** Task instructions **
All lines from the one containing "mode = per_instance" through the end of the data below are to be repeated exactly, with pictures left out.

* * * * * * * * *

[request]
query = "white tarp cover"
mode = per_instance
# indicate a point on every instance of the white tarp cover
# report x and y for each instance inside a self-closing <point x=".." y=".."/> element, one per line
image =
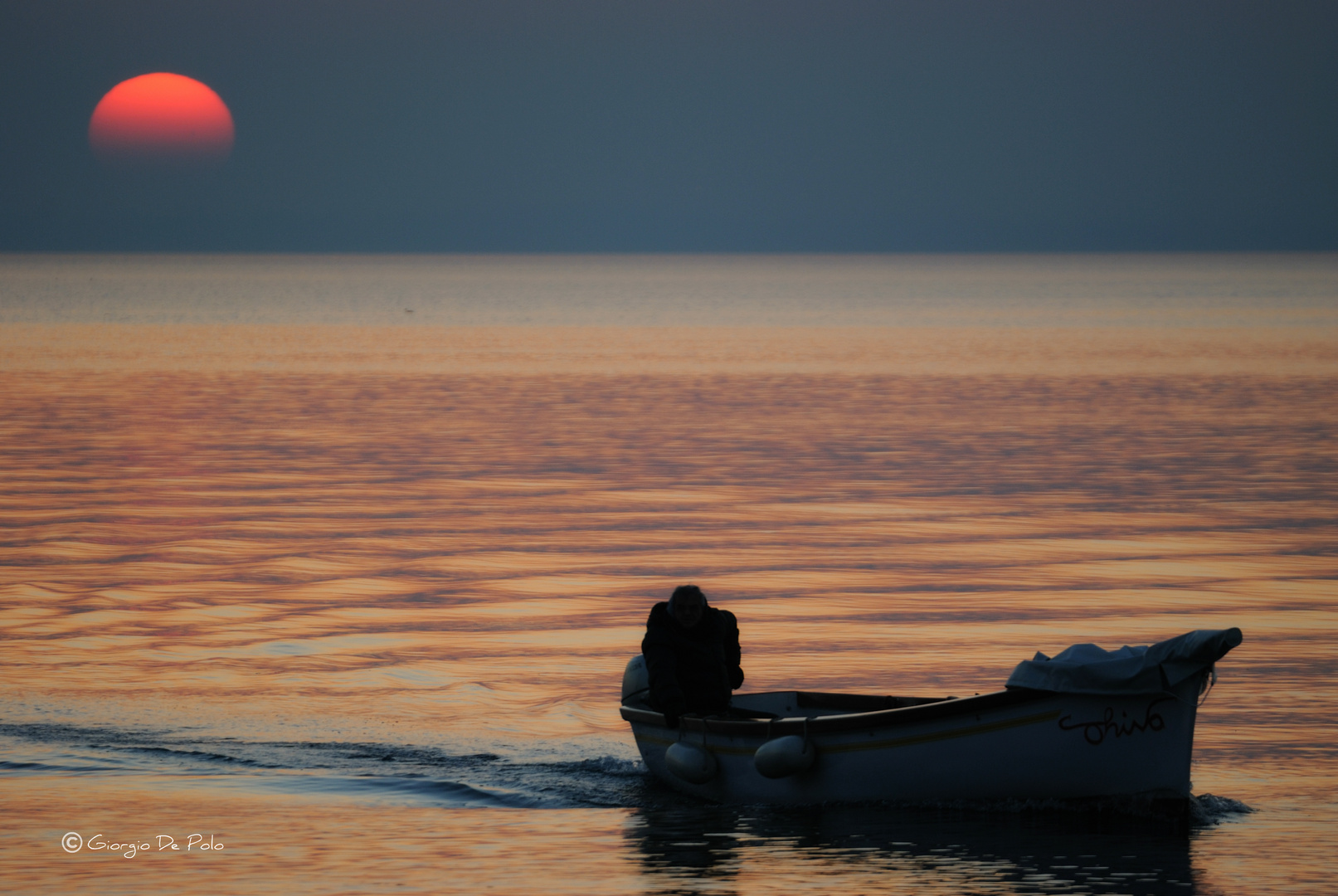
<point x="1087" y="669"/>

* * * * * * * * *

** Result for this task **
mode = per_instance
# indicate a point on every instance of the white tarp cover
# report x and y for each instance inside a self-closing <point x=".." y=".."/> element, one per line
image =
<point x="1087" y="669"/>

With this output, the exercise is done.